Problem to work on: Quote the entry below on inspecting the hut in full, word for word.

*** Selection ***

The day started gloomy. It continued gloomy, with showers.
This was the day that the predicted rain with a cold front came through, but mostly affecting the West Coast. Then again, just over the hill is the Glenroy River, which flows west.
I was at the hut for a measure-up and also to check on the structure. How it might be restored to last another 50 years.
I started by packing up my own gear so it wouldn’t get in the way, then stacked a new green mattress on my bunk, followed by an old white New Zealand Forest Service mattress, and then some old potato sacking from about 65 years ago. The chain wire underneath supporting the bunk was robust.
I had to dig away soil buildup to check the bottom plate. There didn’t appear to be much remaining, and the base of the treated pine stud buried in the ground had also started rotting away.
The treated pine is durable if kept dry, like in the rafters, but deteriorates over time when wet.
In between showers, I dug away at the outside to see the bottom edge of the cladding that was well buried.
I measured everything that was nailed together, and drew various elevations and sections.
All this was useful info for coming up with a viable restoration plan. The scope of work was clearly more than was initially anticipated, so I had to develop a coherent argument to justify the proposed work.

*** Available data ***

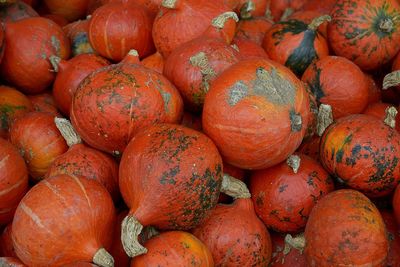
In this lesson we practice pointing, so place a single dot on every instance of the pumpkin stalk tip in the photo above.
(131, 228)
(103, 259)
(234, 187)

***

Answer to this problem:
The day started gloomy. It continued gloomy, with showers.
This was the day that the predicted rain with a cold front came through, but mostly affecting the West Coast. Then again, just over the hill is the Glenroy River, which flows west.
I was at the hut for a measure-up and also to check on the structure. How it might be restored to last another 50 years.
I started by packing up my own gear so it wouldn’t get in the way, then stacked a new green mattress on my bunk, followed by an old white New Zealand Forest Service mattress, and then some old potato sacking from about 65 years ago. The chain wire underneath supporting the bunk was robust.
I had to dig away soil buildup to check the bottom plate. There didn’t appear to be much remaining, and the base of the treated pine stud buried in the ground had also started rotting away.
The treated pine is durable if kept dry, like in the rafters, but deteriorates over time when wet.
In between showers, I dug away at the outside to see the bottom edge of the cladding that was well buried.
I measured everything that was nailed together, and drew various elevations and sections.
All this was useful info for coming up with a viable restoration plan. The scope of work was clearly more than was initially anticipated, so I had to develop a coherent argument to justify the proposed work.